**TASK OBJECTIVE**
Starting at the line containing "Target: clipboard" and ending at the line containing "xmin=142 ymin=226 xmax=282 ymax=585", recast the records below as a Markdown table with the columns Row and Line, one record line per row, leaving out blank lines. Leave the pictures out of the answer.

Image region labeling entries
⁂

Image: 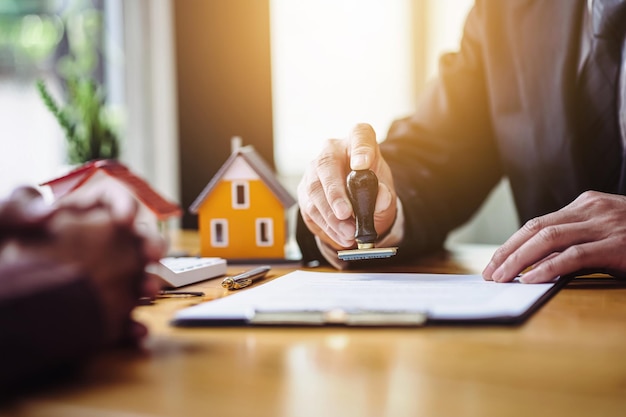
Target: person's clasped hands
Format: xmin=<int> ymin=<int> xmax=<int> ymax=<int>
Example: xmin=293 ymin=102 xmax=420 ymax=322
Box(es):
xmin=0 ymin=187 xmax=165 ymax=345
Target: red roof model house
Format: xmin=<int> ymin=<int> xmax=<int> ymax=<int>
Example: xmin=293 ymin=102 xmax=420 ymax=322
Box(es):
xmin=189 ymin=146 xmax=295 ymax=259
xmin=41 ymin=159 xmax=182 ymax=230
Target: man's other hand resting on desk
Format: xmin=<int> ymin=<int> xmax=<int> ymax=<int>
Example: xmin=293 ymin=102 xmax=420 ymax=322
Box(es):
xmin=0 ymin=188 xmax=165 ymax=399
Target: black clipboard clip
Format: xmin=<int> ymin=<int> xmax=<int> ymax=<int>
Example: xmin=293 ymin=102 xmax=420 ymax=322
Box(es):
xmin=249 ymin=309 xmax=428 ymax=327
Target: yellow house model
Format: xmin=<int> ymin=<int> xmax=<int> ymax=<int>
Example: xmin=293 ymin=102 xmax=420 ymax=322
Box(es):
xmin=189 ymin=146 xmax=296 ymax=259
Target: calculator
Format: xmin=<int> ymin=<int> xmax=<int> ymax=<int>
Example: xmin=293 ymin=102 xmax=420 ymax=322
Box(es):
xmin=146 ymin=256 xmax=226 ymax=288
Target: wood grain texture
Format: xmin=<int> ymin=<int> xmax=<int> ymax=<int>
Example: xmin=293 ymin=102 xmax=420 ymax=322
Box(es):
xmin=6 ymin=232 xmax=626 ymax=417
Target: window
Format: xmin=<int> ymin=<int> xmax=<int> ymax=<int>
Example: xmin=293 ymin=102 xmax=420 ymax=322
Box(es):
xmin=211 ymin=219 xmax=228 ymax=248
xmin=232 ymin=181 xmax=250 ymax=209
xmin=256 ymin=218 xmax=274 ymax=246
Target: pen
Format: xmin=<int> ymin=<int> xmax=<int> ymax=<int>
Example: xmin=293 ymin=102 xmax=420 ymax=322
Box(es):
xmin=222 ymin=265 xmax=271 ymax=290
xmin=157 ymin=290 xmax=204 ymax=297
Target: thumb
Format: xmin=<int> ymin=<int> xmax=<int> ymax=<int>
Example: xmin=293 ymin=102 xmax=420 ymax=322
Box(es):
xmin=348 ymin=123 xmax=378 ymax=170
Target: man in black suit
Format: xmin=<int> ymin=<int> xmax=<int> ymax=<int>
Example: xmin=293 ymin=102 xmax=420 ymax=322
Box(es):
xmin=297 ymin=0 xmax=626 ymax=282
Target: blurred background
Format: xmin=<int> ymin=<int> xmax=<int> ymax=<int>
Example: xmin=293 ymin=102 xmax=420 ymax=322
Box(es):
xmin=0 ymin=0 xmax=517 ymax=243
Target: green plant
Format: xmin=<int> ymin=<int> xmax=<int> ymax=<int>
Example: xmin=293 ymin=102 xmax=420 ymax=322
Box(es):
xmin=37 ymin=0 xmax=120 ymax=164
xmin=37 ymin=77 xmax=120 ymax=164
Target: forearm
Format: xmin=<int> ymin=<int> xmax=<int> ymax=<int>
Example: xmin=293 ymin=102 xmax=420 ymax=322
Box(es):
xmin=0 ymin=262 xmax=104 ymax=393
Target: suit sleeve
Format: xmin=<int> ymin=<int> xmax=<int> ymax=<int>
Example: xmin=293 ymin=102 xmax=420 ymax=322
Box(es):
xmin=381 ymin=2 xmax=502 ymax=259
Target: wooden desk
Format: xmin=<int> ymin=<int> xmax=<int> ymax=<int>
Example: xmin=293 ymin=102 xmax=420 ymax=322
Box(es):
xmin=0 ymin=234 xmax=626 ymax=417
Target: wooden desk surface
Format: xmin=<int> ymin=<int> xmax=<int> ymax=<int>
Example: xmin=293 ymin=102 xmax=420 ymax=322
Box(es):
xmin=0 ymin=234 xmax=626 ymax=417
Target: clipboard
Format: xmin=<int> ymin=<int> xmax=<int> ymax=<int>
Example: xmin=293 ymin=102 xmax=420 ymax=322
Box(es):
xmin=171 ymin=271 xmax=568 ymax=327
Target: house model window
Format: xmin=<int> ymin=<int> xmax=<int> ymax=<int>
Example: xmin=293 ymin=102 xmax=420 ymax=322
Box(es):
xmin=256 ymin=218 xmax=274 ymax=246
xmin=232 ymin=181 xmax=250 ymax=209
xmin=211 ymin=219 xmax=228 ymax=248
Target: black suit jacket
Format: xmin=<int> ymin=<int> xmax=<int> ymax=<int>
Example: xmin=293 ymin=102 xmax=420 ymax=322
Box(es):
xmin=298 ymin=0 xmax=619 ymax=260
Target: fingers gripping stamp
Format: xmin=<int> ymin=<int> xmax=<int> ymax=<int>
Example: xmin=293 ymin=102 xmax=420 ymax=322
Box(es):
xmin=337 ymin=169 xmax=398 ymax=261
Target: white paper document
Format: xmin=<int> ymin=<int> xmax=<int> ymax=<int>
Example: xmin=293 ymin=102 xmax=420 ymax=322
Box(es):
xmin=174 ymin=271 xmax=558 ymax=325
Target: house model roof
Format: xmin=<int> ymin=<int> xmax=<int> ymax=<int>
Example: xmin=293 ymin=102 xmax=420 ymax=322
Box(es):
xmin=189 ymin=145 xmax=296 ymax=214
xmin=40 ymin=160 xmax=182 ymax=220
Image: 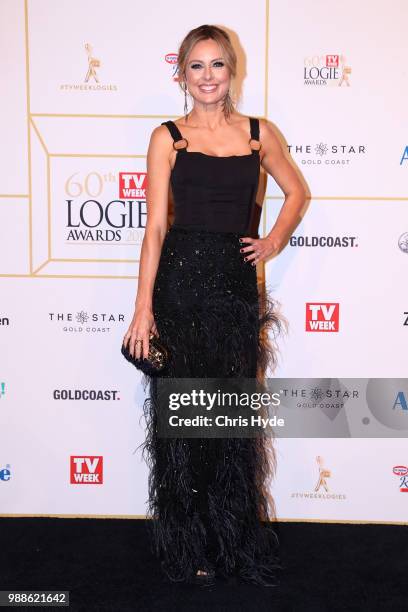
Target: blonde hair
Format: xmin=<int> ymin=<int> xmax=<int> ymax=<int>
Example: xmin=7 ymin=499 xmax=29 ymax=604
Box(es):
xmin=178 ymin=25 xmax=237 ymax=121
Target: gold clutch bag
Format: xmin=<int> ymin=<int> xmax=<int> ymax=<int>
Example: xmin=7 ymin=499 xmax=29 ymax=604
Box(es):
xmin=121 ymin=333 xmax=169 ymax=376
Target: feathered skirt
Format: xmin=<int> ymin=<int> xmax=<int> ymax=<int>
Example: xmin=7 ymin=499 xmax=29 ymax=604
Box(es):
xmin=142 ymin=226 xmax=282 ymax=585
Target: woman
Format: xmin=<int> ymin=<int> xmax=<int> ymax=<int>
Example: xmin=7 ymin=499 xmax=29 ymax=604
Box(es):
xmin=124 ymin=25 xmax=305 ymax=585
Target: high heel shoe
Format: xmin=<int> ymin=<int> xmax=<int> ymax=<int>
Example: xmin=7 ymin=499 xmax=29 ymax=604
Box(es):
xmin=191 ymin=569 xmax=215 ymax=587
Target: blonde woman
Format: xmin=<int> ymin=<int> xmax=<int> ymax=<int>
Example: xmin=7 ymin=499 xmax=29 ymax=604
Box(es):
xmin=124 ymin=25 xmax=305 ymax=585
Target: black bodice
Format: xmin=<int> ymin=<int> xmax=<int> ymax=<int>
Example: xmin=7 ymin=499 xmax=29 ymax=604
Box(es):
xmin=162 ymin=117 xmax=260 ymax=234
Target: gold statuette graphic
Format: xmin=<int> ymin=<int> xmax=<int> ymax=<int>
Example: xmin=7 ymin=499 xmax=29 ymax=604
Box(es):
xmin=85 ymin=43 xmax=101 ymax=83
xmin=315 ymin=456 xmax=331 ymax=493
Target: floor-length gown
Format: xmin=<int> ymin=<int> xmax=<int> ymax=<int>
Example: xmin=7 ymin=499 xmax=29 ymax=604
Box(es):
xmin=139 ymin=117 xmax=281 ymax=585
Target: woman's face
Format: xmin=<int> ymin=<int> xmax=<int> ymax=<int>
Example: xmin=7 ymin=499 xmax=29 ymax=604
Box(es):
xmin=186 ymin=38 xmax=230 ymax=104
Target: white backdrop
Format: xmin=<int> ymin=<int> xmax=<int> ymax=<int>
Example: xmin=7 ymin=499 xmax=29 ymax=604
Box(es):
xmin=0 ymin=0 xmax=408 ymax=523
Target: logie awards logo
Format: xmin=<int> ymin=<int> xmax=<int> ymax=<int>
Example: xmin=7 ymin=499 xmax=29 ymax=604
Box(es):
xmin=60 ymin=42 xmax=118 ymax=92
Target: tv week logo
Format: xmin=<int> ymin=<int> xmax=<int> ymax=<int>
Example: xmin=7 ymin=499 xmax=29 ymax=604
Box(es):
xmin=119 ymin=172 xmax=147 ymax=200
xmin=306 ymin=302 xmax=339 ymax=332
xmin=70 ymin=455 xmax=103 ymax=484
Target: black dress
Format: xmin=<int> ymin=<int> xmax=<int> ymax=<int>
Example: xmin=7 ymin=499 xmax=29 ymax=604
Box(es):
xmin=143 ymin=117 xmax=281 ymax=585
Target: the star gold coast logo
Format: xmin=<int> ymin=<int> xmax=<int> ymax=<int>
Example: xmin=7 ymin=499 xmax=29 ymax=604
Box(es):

⁂

**WRITTEN SOLUTION**
| Row | Line |
|---|---|
| 1 | Target: clipboard |
| 2 | Format: xmin=<int> ymin=<int> xmax=<int> ymax=<int> |
| 3 | Example: xmin=293 ymin=102 xmax=420 ymax=322 |
| 4 | Box(es): |
| 5 | xmin=171 ymin=271 xmax=568 ymax=327 |
| 6 | Target: house model window |
| 7 | Format: xmin=<int> ymin=<int> xmax=<int> ymax=<int> |
| 8 | Example: xmin=293 ymin=102 xmax=420 ymax=322 |
| 9 | Box(es): |
| 10 | xmin=256 ymin=218 xmax=274 ymax=246 |
| 11 | xmin=232 ymin=181 xmax=250 ymax=209 |
| 12 | xmin=211 ymin=219 xmax=228 ymax=248 |
| 13 | Target: black suit jacket |
| 14 | Format: xmin=<int> ymin=<int> xmax=<int> ymax=<int> |
| 15 | Example: xmin=293 ymin=102 xmax=420 ymax=322 |
| 16 | Box(es): |
| 17 | xmin=298 ymin=0 xmax=619 ymax=260 |
| 18 | Target: fingers gripping stamp |
| 19 | Format: xmin=<int> ymin=<int> xmax=<int> ymax=<int> |
| 20 | Example: xmin=293 ymin=102 xmax=420 ymax=322 |
| 21 | Box(es): |
| 22 | xmin=337 ymin=169 xmax=398 ymax=261 |
| 23 | Target: white paper document |
| 24 | Format: xmin=<int> ymin=<int> xmax=<int> ymax=<int> |
| 25 | Example: xmin=293 ymin=102 xmax=420 ymax=322 |
| 26 | Box(es): |
| 27 | xmin=174 ymin=271 xmax=558 ymax=325 |
| 28 | Target: house model roof |
| 29 | Format: xmin=<int> ymin=<int> xmax=<int> ymax=<int> |
| 30 | Example: xmin=293 ymin=102 xmax=420 ymax=322 |
| 31 | Box(es): |
| 32 | xmin=189 ymin=145 xmax=296 ymax=214 |
| 33 | xmin=40 ymin=160 xmax=182 ymax=220 |
| 34 | Image:  |
| 35 | Target: blonde hair |
| 36 | Format: xmin=<int> ymin=<int> xmax=<int> ymax=<int> |
| 37 | Example: xmin=7 ymin=499 xmax=29 ymax=604 |
| 38 | Box(es): |
| 39 | xmin=178 ymin=25 xmax=237 ymax=121 |
| 40 | Target: gold clutch bag |
| 41 | Format: xmin=<int> ymin=<int> xmax=<int> ymax=<int> |
| 42 | Example: xmin=7 ymin=499 xmax=29 ymax=604 |
| 43 | Box(es): |
| 44 | xmin=121 ymin=333 xmax=169 ymax=376 |
| 45 | Target: feathered skirt |
| 46 | Format: xmin=<int> ymin=<int> xmax=<int> ymax=<int> |
| 47 | Example: xmin=7 ymin=499 xmax=29 ymax=604 |
| 48 | Box(es): |
| 49 | xmin=142 ymin=226 xmax=282 ymax=585 |